▶ **STATED EXERCISE**:
Using the records below, copy out exactly the line that contains "TARGET = rock" and every line that follows it, up to and including the last, and no others.

▶ **RECORDED DATA**:
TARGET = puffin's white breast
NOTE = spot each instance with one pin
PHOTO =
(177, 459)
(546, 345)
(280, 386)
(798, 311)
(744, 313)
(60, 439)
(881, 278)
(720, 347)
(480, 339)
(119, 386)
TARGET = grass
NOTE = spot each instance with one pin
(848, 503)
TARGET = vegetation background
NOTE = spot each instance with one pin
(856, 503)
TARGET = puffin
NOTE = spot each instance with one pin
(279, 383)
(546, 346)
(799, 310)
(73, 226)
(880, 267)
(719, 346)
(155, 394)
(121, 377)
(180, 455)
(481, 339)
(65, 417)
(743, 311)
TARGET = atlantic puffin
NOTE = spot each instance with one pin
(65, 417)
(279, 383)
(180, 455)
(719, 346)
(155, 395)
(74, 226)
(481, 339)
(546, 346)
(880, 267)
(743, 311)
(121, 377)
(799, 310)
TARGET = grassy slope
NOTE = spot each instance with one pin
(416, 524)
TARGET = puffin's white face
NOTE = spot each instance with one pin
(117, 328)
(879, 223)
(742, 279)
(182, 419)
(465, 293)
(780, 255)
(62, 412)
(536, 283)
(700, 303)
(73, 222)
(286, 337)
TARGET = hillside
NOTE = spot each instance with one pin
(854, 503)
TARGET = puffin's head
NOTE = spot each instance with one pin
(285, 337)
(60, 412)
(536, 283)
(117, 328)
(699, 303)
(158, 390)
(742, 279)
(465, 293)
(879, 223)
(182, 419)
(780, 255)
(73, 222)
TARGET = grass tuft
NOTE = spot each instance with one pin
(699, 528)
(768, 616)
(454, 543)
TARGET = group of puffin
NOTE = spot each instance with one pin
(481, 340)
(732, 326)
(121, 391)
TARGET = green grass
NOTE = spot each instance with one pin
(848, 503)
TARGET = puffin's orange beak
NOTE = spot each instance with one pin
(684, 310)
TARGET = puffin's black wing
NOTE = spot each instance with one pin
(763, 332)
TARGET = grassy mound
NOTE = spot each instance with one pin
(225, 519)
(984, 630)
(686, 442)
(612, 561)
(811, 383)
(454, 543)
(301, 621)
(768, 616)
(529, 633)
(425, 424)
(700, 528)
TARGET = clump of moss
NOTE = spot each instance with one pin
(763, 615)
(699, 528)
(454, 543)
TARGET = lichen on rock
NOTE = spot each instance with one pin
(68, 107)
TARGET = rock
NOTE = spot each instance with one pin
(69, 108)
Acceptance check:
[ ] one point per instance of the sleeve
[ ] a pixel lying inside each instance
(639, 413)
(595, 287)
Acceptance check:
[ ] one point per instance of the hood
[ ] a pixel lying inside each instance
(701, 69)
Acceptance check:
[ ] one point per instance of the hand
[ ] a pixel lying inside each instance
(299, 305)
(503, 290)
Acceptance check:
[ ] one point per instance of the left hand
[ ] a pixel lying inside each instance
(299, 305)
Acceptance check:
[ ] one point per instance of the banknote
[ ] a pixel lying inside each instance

▶ **EXERCISE SOLUTION**:
TARGET = rock
NOTE = spot each instance with one pin
(69, 108)
Acceptance check:
[ ] one point per instance of the sleeve
[ ] a pixel lying inside each instance
(639, 413)
(595, 287)
Acceptance check:
[ ] one point per instance of the hood
[ ] a pixel lying inside each instance
(701, 69)
Acceptance check:
[ ] one point per instance of the hand
[ ] a pixel lying inside each instance
(299, 305)
(503, 290)
Acceptance check:
[ ] one point per instance of the left hand
[ ] a pixel lying inside each instance
(299, 305)
Acceptance check:
[ ] one point per instance of the banknote
[ ] a pixel lying inside each instance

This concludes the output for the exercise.